Render each line of the material below as a row of a Markdown table with the columns "No." and "Text", skipping blank lines and leaving the pictures out.

* * * * * * *

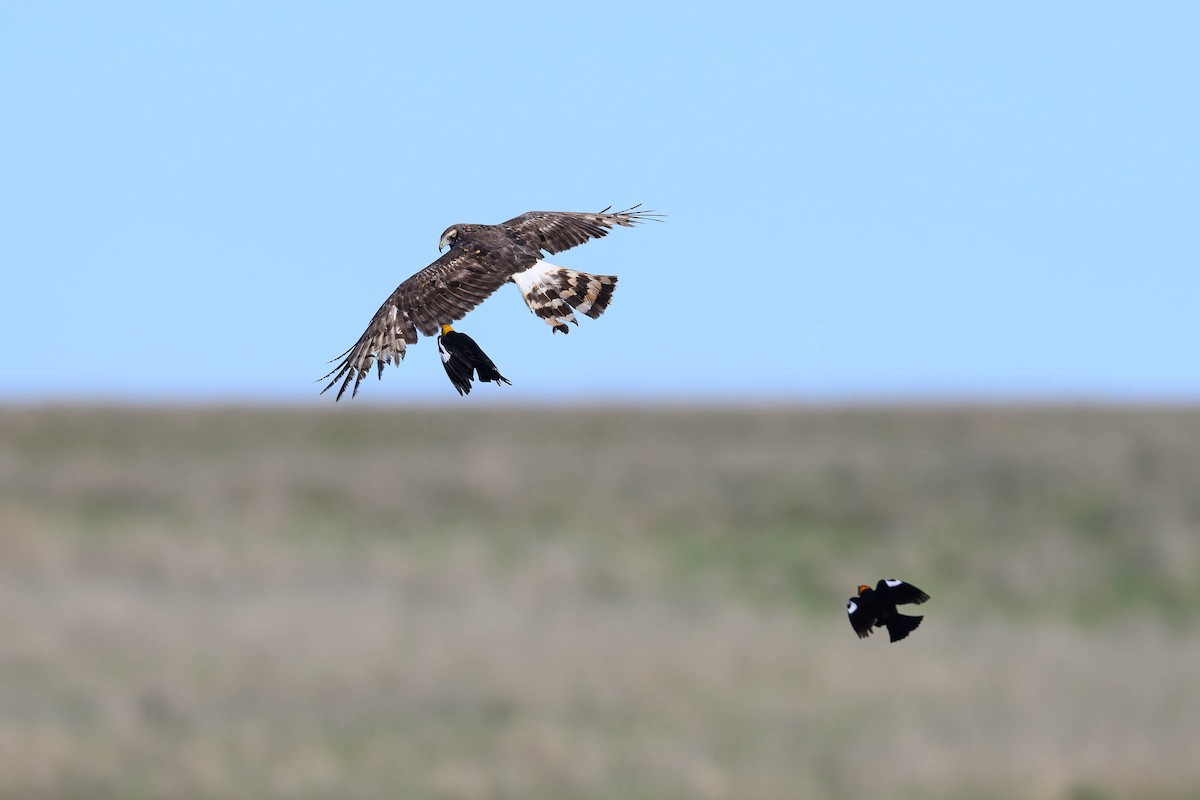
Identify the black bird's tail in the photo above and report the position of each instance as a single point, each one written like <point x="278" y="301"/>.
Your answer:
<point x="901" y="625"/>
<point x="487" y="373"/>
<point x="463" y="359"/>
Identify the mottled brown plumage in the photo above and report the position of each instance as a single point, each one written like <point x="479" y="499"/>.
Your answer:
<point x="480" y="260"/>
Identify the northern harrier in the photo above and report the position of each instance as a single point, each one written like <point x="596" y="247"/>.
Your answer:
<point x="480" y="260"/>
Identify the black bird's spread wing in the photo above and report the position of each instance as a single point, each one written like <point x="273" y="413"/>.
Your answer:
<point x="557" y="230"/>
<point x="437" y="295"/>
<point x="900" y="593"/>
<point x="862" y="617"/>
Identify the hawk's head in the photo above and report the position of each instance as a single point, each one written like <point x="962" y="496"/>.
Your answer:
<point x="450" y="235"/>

* * * * * * *

*Solution to this problem*
| No. | Text |
|---|---|
| 1 | Identify the black bird's tail in the photo above and report the position of each instance as a single point, each one written like <point x="278" y="301"/>. |
| 2 | Your answer: |
| 3 | <point x="901" y="625"/> |
| 4 | <point x="487" y="373"/> |
| 5 | <point x="463" y="359"/> |
| 6 | Identify the mottled brown plumage in the photo above and report the position of each instance as a single point, each one written like <point x="479" y="499"/>. |
| 7 | Your answer: |
| 8 | <point x="480" y="260"/> |
| 9 | Identify the northern harrier in the photo above and report the position of each instance as a single point, each one written like <point x="596" y="247"/>. |
| 10 | Your answer: |
| 11 | <point x="480" y="260"/> |
| 12 | Identify the black bird's spread wing in the photo above and report the position of each instance as a single point, each one written like <point x="273" y="413"/>. |
| 13 | Your answer: |
| 14 | <point x="557" y="230"/> |
| 15 | <point x="437" y="295"/> |
| 16 | <point x="900" y="593"/> |
| 17 | <point x="862" y="617"/> |
| 18 | Identify the hawk's head in the photo above and report the position of each instance as a single point, each one written like <point x="962" y="496"/>. |
| 19 | Your answer: |
| 20 | <point x="450" y="235"/> |